Everything from the line holding "Please locate the wine" through the last line below is needed; please reproduce those lines exactly, adding nothing.

*** Excerpted records ***

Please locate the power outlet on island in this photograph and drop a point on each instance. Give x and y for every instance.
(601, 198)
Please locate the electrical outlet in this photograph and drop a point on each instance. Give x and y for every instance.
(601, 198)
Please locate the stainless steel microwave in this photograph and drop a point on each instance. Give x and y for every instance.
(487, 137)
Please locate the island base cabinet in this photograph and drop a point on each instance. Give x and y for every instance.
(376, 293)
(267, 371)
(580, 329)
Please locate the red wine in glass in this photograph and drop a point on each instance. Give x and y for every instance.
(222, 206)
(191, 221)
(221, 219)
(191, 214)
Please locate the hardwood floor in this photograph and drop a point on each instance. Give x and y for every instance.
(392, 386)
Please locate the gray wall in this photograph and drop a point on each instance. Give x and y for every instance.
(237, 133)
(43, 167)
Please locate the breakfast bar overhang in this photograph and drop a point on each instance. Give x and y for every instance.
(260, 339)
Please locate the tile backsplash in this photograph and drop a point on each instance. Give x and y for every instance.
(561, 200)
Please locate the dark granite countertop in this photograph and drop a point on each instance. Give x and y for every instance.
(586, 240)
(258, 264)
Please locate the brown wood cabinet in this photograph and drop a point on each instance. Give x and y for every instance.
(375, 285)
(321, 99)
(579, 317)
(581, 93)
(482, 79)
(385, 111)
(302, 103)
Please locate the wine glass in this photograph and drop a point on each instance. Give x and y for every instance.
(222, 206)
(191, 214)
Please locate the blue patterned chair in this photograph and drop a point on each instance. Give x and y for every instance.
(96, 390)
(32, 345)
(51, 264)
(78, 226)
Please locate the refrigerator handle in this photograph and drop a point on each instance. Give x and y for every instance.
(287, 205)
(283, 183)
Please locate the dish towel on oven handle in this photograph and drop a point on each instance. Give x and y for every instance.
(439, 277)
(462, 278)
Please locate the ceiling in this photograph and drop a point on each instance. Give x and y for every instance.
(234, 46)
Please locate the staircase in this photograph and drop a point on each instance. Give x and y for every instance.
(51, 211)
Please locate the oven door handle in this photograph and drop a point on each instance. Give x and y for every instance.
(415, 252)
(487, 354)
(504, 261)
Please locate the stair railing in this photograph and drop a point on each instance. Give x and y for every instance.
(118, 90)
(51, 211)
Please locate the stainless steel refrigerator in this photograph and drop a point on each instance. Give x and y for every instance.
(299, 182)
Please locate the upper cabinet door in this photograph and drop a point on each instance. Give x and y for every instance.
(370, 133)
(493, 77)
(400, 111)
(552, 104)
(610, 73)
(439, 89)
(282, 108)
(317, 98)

***

Response to the task:
Please locate the wine glass in this photograph and drop a point on each instance. Give x and y for every instance.
(222, 206)
(191, 214)
Please locate the blue patterned chair in this photograph and drop a point on each instance. Give x and y for every instance.
(96, 390)
(32, 345)
(51, 264)
(78, 226)
Please locate the refrigerator handle in this photograph and drop a point on each instance. Give x and y for every instance.
(287, 205)
(283, 183)
Please locate the dish towel on oven handle in this photograph and drop a point on each instance. Give x and y for every instance.
(439, 277)
(462, 278)
Please locate the ceiling in this photograph and drop a point on each instance. Give x and y for every instance.
(234, 46)
Please locate the staircase in this photograph and drop a point on each instance. Give x and y for every instance.
(51, 211)
Please locate the oven door handle in this photograph and drop a point on each instance. Give x and y for every instance.
(415, 252)
(487, 354)
(504, 261)
Please locate the stair railing in this photograph and drop a point on each instance. Give x and y for every instance.
(118, 90)
(51, 211)
Please locate the stainless steel refrigerator in this photograph and drop a point on each instance. Give x and y for every instance.
(299, 182)
Please locate the upper cabinet door in this photograph and drop a point on each instance. Give x and y for every instance.
(370, 133)
(493, 77)
(400, 111)
(552, 104)
(610, 73)
(439, 89)
(282, 108)
(317, 98)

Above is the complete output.